The task: In the data below, find the line with "Expected behaviour: place a point on each instance of the arched" and output it along with every later line, exactly, but not the pictures.

>> Start Material supplied

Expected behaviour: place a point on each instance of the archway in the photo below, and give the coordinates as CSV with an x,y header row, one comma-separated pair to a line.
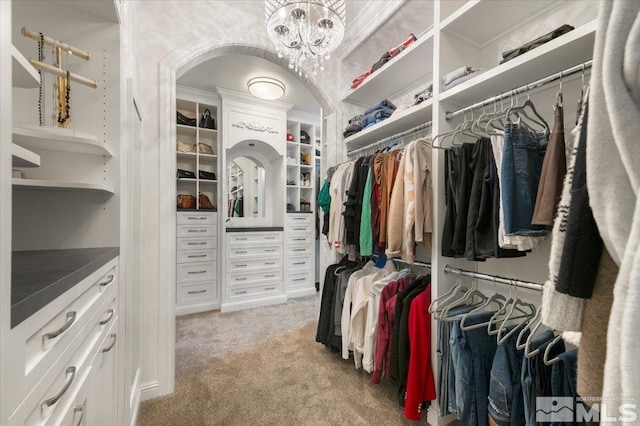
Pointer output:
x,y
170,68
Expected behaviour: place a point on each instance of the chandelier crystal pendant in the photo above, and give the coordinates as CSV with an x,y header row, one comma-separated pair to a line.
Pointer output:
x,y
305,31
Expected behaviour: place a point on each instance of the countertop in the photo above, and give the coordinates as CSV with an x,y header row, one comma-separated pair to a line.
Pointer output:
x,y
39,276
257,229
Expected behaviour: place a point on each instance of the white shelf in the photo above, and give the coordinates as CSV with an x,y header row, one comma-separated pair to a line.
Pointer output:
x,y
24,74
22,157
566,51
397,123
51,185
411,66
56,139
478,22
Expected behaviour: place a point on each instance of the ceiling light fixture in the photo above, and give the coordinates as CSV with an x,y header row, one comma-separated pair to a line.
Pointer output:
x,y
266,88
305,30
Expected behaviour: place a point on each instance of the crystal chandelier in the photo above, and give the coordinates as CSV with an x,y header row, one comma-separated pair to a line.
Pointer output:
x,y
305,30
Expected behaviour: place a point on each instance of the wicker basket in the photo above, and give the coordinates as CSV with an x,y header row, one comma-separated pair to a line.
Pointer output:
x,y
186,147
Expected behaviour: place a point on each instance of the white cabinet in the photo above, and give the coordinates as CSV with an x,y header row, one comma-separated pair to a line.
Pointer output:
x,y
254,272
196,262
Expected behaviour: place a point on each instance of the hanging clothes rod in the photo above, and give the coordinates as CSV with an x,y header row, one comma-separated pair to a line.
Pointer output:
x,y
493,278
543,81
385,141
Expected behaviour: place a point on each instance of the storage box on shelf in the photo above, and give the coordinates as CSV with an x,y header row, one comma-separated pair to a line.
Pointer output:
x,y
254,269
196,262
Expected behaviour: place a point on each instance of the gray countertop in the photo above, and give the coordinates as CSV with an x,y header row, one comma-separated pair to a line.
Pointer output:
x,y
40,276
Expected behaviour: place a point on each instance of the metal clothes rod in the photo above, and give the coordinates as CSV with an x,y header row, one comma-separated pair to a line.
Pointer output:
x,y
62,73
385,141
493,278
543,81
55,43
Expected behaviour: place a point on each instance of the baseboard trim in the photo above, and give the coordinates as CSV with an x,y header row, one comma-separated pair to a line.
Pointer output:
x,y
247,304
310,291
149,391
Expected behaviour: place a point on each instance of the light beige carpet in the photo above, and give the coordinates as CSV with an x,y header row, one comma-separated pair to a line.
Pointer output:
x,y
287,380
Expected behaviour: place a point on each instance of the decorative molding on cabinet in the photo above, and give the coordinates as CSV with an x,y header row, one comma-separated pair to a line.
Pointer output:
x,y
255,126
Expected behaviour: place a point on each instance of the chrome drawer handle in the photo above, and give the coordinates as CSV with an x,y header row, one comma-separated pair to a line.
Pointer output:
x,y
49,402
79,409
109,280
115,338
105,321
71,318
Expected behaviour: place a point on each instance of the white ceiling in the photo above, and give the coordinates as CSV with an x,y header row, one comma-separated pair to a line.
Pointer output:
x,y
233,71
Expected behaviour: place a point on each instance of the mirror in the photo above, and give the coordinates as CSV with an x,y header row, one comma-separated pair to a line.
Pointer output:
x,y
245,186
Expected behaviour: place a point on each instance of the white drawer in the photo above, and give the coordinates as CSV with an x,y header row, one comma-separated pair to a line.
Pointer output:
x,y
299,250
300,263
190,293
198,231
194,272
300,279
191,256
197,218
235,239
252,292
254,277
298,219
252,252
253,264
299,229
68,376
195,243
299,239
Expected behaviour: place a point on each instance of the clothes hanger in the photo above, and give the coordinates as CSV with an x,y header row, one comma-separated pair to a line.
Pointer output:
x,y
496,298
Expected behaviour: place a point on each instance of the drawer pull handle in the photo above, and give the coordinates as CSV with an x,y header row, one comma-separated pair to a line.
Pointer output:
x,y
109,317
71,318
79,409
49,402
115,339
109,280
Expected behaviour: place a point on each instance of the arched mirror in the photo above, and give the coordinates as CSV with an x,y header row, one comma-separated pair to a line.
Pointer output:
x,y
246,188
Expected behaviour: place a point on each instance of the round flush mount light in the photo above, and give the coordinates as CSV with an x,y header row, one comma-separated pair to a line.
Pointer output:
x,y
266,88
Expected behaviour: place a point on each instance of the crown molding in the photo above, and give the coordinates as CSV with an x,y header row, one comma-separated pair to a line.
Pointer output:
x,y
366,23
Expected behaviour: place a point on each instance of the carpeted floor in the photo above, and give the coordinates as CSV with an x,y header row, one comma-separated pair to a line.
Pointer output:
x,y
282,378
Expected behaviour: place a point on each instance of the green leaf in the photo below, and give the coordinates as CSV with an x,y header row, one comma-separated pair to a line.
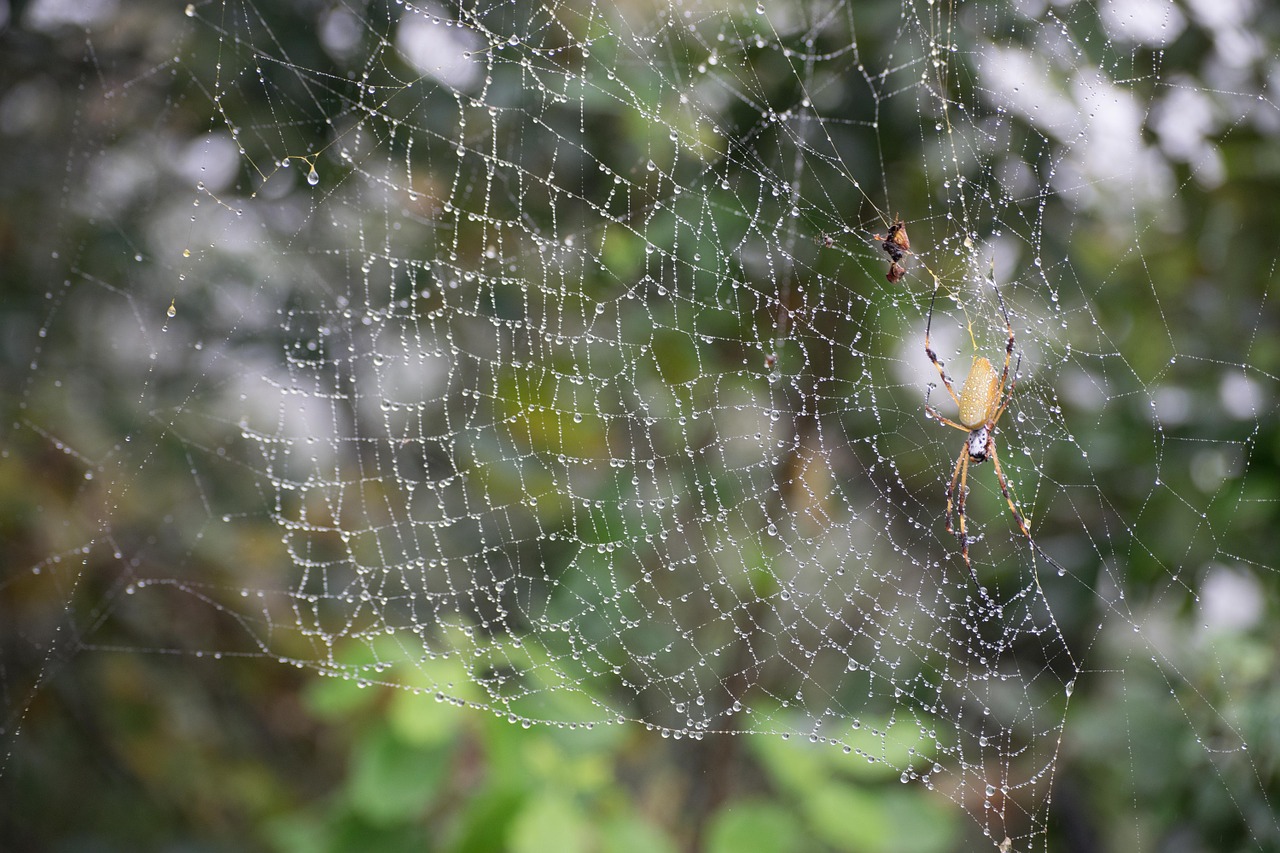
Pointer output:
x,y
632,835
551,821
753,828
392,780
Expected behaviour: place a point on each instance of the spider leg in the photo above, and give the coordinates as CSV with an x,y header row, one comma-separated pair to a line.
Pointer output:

>> End Material supplied

Exercise solution:
Expected behaviour: place a point on each instance of the arched mirror in the photo above, and give the coordinates as CSV with an x,y header row, one comma-separated pair to a line.
Pointer output:
x,y
246,188
Expected behaviour: place a point on each instance of the round flush mount light in the photo above, and give the coordinates as CSV with an x,y header row, one comma-separated pair to a line.
Pointer output:
x,y
266,88
Expected behaviour: place a point on each instance of the crown molding in the photo above, and give the coordinates as CSV with an x,y header row, one comma-separated pair to a line.
Pointer output:
x,y
366,23
Expected behaviour: place a point on each instance of the carpeted floor in the photo above, and give the coordinates as CSV with an x,y header row, one comma-separated pair to a line.
Pointer output:
x,y
282,378
Expected behaviour: place a point on each instance of the green leaf in the photo below, and give the coordinates as CSV with an x,y header row, one comma-separated pair to a line.
Pointer output:
x,y
632,835
551,821
753,828
392,780
Expected behaviour: place a point on each instance of the spider leg in the photo above, and give the coordinates as CSV with an x,y header row, one comma-separated pair to a line.
Pointer output:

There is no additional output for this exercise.